Description of the task: How many lines in the data below contain the string "background"? State that number only.

*** Opening Data ***

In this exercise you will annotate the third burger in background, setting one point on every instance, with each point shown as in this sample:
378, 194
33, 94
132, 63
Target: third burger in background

*** Closing Data ***

Solved problem: 2